■ WHAT YOU WILL DO ■
Print nothing but the lines below starting at the line that holds "# indicate every instance of the person" and ending at the line that holds "# indicate every instance of the officer in", including both, each exactly as written.

EXCERPTED RECORDS below:

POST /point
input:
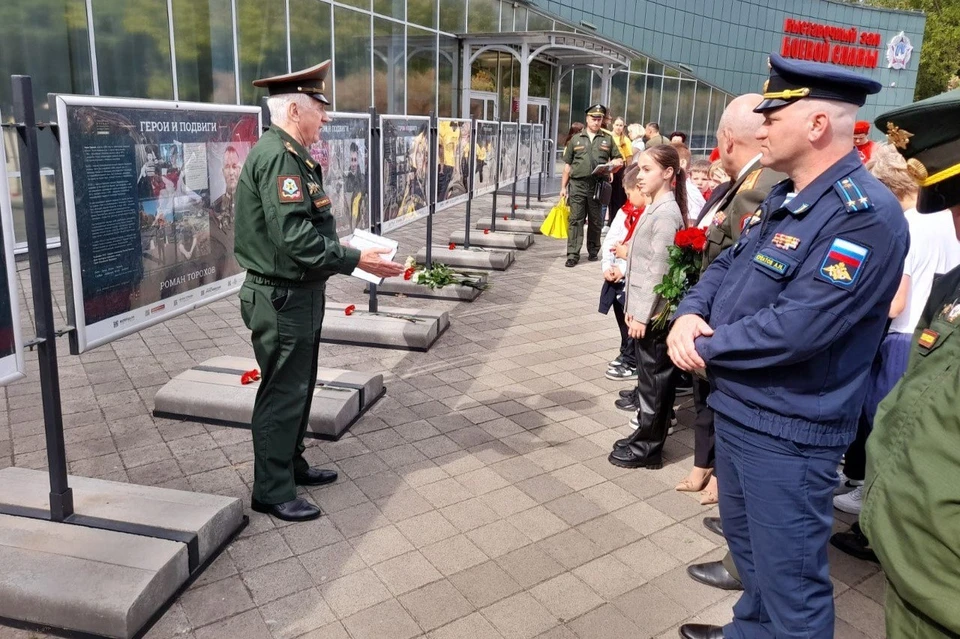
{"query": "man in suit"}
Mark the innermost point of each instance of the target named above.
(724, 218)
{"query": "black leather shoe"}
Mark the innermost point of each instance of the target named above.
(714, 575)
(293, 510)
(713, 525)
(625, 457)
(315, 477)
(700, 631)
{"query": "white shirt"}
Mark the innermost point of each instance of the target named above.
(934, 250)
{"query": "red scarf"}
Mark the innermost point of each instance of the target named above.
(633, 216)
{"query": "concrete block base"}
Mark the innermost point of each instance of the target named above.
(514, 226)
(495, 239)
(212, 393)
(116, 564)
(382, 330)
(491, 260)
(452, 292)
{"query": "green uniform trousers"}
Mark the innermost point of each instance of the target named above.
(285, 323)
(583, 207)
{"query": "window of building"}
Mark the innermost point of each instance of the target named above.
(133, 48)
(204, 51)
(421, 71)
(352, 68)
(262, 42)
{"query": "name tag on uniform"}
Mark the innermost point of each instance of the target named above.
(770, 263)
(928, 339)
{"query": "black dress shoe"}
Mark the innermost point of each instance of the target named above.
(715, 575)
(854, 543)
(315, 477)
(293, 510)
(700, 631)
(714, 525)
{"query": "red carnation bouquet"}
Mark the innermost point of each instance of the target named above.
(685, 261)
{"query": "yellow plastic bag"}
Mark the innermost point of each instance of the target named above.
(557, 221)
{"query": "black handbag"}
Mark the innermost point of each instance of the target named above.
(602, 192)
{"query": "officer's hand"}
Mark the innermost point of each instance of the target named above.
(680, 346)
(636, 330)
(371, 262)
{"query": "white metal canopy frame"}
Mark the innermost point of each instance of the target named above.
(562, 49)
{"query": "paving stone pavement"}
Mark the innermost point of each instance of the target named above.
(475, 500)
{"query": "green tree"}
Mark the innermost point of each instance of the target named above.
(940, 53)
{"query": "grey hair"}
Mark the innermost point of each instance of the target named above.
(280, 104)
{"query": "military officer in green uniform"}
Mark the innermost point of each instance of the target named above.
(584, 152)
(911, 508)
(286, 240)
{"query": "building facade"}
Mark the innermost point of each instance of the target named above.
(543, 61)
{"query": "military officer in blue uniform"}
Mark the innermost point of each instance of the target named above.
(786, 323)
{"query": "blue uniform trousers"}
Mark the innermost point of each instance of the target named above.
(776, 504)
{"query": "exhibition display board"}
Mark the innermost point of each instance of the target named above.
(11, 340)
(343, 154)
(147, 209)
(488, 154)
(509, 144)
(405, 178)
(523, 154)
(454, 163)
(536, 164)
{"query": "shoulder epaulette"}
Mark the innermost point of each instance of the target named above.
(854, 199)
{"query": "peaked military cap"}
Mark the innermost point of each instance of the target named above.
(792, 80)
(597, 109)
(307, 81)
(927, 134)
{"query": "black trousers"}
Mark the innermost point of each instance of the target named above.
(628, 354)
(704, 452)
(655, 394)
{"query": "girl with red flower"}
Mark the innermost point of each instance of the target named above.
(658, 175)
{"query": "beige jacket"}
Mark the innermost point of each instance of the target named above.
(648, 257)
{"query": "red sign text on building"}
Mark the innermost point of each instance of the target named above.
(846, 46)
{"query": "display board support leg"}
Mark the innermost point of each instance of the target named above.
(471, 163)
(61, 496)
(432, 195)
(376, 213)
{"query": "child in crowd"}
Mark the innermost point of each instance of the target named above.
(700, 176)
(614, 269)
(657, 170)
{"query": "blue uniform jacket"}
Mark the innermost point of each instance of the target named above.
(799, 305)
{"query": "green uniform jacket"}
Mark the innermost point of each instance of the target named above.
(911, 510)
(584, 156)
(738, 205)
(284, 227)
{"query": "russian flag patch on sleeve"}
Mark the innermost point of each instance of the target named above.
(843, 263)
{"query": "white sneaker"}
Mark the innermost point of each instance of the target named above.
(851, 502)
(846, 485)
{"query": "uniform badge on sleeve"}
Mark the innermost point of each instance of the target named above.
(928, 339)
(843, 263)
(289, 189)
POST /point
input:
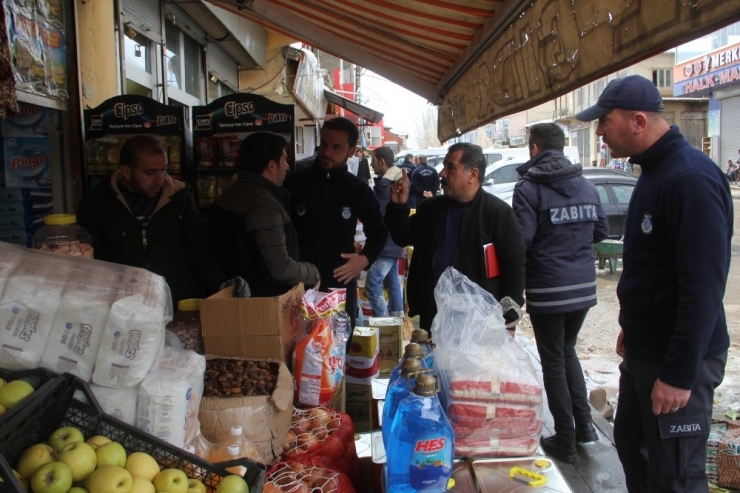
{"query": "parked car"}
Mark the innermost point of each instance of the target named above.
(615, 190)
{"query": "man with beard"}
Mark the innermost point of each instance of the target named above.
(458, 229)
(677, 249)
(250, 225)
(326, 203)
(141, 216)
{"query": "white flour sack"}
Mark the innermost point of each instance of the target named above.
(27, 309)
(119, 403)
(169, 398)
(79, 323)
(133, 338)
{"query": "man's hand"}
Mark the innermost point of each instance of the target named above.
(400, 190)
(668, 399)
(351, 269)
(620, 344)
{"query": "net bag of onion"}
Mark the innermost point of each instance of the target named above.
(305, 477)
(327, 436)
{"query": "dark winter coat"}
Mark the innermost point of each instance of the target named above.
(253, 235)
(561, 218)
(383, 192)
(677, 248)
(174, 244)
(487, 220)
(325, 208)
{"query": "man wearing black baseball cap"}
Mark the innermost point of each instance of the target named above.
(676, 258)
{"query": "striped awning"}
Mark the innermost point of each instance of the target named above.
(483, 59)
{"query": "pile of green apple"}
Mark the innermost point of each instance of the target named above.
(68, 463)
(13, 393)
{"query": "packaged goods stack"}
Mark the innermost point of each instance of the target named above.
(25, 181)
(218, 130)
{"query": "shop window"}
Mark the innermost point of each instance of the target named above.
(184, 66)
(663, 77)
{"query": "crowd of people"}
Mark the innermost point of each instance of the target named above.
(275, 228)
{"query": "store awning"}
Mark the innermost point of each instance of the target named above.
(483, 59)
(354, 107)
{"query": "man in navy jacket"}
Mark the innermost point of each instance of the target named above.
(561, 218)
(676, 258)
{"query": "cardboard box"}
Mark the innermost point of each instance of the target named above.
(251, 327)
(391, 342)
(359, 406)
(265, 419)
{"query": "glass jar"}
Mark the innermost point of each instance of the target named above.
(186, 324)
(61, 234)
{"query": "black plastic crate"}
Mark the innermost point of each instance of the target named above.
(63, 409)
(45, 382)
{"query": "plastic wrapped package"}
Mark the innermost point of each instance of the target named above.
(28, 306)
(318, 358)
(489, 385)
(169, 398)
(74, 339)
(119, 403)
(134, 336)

End of EXCERPTED RECORDS.
EXCERPTED RECORDS below:

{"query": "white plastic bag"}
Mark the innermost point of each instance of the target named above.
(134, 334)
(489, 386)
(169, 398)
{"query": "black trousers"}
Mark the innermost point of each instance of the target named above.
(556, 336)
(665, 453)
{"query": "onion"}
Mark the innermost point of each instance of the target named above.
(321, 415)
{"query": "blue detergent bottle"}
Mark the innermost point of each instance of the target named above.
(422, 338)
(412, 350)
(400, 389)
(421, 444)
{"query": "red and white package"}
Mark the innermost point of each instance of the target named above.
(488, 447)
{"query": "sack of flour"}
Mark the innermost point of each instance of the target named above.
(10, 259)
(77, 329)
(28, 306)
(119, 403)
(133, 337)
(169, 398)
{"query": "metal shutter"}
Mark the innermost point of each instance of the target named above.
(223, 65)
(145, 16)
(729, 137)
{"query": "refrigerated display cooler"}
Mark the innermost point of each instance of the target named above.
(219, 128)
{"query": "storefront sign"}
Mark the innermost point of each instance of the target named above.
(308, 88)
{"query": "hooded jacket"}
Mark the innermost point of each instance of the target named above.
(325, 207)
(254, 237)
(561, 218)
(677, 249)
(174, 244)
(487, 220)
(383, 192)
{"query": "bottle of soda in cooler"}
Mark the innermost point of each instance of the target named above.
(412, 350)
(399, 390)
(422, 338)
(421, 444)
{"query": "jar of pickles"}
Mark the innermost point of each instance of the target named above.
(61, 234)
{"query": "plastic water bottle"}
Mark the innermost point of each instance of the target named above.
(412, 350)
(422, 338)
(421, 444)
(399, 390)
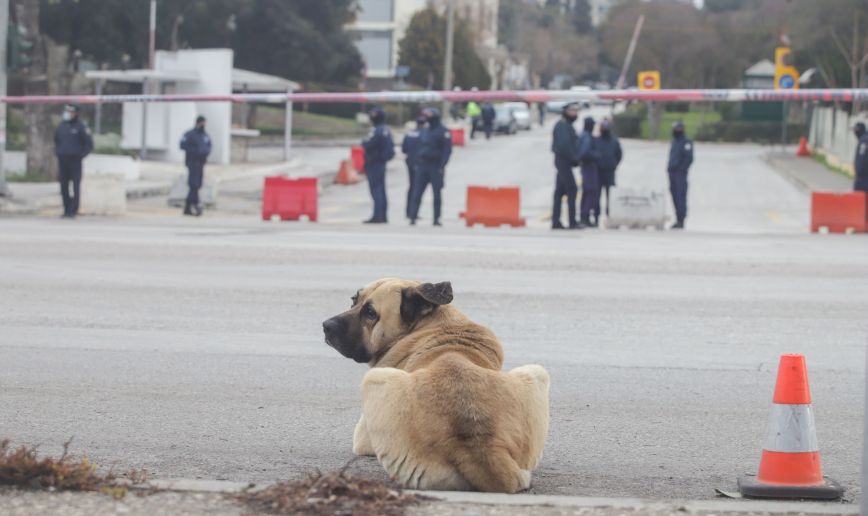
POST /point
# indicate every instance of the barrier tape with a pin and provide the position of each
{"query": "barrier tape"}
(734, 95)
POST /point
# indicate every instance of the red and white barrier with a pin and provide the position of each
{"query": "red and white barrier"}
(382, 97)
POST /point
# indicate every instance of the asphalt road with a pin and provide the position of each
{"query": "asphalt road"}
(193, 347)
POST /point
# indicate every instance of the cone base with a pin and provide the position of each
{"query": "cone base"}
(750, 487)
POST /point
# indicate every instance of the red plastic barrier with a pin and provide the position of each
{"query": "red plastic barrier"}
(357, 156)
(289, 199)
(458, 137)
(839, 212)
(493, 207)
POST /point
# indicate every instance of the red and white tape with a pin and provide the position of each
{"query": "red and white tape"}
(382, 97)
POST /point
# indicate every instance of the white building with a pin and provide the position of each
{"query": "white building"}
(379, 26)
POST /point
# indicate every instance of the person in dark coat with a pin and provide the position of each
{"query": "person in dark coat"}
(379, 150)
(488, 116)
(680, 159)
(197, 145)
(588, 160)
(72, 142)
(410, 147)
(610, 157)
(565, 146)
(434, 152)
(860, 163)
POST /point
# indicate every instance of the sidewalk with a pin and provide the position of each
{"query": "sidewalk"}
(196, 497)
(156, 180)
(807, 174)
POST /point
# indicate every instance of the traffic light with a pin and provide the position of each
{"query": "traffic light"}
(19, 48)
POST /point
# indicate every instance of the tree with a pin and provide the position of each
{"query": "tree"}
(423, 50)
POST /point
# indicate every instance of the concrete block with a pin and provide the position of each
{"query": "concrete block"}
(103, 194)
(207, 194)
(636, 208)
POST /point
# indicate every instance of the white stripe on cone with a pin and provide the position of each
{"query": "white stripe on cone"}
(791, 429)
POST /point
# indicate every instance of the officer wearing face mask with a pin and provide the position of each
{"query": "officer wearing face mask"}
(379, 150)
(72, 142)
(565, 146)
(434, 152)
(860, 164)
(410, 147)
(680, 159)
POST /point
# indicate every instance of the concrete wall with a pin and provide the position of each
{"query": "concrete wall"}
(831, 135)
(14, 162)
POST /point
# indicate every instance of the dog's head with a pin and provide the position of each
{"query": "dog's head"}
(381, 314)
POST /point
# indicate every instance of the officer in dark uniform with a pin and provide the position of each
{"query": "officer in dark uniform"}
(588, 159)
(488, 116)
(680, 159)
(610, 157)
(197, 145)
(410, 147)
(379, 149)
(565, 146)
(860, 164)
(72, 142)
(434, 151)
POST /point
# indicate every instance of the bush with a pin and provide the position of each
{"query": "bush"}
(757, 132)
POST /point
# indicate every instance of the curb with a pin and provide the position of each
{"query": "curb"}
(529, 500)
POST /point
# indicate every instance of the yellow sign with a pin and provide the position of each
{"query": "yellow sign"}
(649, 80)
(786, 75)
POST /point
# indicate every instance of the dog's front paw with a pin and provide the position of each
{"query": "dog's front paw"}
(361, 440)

End of EXCERPTED RECORDS.
EXCERPTED RECORDS below:

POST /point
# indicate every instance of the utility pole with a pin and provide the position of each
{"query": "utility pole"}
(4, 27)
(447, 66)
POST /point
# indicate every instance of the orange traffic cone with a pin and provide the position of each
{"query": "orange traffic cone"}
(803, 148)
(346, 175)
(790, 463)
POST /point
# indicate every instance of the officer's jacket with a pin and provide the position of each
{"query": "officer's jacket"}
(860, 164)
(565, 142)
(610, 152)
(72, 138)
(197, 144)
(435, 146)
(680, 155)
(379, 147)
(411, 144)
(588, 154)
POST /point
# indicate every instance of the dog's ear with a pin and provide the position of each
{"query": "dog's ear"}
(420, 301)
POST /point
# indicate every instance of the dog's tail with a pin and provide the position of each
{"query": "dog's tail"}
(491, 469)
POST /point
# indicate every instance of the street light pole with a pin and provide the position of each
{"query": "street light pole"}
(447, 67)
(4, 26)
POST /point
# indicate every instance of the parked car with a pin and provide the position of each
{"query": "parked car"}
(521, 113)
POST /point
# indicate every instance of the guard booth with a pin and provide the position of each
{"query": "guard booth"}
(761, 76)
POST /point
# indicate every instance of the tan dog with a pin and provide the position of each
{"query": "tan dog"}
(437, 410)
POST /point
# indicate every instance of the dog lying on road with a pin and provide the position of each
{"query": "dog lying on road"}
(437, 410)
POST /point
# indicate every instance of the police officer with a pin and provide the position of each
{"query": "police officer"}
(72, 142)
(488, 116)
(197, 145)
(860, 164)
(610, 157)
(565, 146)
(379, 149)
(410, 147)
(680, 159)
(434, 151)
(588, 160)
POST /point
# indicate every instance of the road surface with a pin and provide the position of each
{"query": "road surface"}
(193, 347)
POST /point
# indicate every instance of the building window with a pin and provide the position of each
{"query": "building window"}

End of EXCERPTED RECORDS.

■ RESULT BELOW ■
# indicate every instance of the person in dark coat with a pin and provide the position of each
{"query": "person in dark coat"}
(379, 150)
(488, 116)
(680, 159)
(197, 145)
(588, 160)
(72, 142)
(410, 147)
(610, 157)
(565, 146)
(434, 152)
(860, 163)
POST /point
# indicate every instance of the sidewalk with a pin and provide the position of each
{"query": "sidewalk"}
(196, 497)
(156, 180)
(807, 174)
POST /point
# indicate every instance of the traffic light with a pin and provide the position of each
{"query": "traffic light"}
(19, 48)
POST /point
# indicate every instance of the tree with a pin and provide the position of each
{"query": "tree"}
(423, 50)
POST /point
# indicate every instance of the concrete block with a pin and provide the position of each
{"query": "concrete block"}
(103, 194)
(207, 194)
(636, 208)
POST /point
# indicate every instance of the white stripe on cone with a pin and provide the position of each
{"query": "white stripe on cone"}
(791, 429)
POST /point
# indicate every instance of the officer wearing face mask with a pin and provide the position of each
{"query": "officer wearing face mask"}
(379, 150)
(72, 142)
(565, 146)
(434, 152)
(860, 164)
(410, 147)
(680, 159)
POST /point
# indicate every instance of the concrete wall with a pin and provide the position of each
{"query": "concrete wall"}
(831, 135)
(14, 162)
POST /point
# indicate every instance of the dog's head with a pin and provide the position of each
{"query": "dog's head"}
(381, 314)
POST /point
# indicate every instance of the officer in dark uniform with a pin and provide the position of each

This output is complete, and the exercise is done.